EXERCISE REQUIREMENTS: Using the entries that follow, write out the line containing "Need: mark the innermost point of each instance of the large", the line containing "Target: dome finial", and every line between them, exactly and nothing else.

[Opening DATA FOR REVIEW section]

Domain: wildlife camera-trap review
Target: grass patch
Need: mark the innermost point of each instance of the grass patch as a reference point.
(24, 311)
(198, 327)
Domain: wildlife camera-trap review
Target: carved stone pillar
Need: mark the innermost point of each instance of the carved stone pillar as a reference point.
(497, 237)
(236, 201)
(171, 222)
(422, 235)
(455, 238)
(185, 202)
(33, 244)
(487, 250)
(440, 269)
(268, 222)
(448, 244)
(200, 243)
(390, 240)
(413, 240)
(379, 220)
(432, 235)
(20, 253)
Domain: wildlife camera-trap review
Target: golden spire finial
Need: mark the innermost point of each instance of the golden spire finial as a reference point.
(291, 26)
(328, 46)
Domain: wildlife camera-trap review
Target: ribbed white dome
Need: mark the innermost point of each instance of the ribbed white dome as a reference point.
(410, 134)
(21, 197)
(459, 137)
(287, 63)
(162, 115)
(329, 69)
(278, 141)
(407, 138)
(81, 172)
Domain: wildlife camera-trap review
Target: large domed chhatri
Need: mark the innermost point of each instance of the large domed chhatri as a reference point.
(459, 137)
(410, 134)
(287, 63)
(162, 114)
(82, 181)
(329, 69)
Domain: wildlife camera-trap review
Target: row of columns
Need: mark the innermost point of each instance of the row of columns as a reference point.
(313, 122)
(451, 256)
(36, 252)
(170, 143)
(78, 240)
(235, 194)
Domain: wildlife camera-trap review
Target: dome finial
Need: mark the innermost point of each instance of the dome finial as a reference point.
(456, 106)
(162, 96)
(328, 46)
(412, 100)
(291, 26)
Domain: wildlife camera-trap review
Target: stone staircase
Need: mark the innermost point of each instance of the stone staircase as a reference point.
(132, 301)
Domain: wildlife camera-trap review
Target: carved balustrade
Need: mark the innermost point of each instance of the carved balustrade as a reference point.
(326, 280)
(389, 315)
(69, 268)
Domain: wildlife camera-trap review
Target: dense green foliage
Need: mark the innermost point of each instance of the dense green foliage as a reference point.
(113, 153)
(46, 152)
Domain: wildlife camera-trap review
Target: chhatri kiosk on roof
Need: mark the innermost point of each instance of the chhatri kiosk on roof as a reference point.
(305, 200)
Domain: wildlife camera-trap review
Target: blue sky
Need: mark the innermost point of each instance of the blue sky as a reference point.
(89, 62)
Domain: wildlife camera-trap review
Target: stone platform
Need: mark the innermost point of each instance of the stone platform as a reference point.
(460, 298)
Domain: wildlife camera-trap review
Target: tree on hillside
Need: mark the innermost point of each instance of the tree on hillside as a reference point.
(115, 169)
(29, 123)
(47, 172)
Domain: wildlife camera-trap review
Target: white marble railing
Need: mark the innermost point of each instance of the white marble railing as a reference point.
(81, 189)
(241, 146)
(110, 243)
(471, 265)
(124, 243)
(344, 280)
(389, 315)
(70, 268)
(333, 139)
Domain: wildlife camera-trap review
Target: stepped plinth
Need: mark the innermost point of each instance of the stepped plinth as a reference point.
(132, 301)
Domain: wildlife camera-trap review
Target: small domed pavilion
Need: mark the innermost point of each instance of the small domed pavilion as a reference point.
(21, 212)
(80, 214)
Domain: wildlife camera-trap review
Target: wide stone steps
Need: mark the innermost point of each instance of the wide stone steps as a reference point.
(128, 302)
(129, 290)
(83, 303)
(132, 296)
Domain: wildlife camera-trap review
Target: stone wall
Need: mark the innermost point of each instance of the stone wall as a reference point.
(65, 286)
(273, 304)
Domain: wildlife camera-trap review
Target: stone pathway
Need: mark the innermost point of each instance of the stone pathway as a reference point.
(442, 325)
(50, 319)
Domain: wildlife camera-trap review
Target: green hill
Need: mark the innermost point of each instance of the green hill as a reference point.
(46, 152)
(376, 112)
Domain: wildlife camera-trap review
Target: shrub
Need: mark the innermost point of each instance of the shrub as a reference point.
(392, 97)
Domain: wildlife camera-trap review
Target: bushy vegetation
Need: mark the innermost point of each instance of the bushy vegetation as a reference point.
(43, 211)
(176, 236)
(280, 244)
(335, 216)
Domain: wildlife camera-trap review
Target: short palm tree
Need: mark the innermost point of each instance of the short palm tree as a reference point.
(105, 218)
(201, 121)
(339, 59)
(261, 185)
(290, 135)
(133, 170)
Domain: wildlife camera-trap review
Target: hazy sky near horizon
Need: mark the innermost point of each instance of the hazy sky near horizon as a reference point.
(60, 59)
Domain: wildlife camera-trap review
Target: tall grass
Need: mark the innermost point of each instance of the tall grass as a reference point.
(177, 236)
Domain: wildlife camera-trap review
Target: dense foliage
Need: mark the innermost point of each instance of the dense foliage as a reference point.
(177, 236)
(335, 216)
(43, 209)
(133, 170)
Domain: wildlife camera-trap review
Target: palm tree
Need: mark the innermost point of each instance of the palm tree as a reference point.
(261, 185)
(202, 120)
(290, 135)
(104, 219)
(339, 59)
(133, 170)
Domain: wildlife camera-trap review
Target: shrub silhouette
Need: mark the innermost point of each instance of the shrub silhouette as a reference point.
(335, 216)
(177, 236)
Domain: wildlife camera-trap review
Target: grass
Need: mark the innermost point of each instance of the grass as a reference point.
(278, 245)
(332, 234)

[Closing DATA FOR REVIEW section]

SOLUTION FOR THIS EXERCISE:
Need: mark the innermost point of each instance of the large domed chhatri as a reference point.
(459, 137)
(410, 134)
(287, 63)
(162, 114)
(82, 181)
(329, 69)
Domain: wildlife camera-trap review
Target: row of columns
Need: mark the innermost point of each instance of the row of columns as a reference point.
(313, 122)
(451, 256)
(36, 252)
(170, 143)
(78, 240)
(235, 194)
Domain: wildlife camera-trap review
Target: dome finial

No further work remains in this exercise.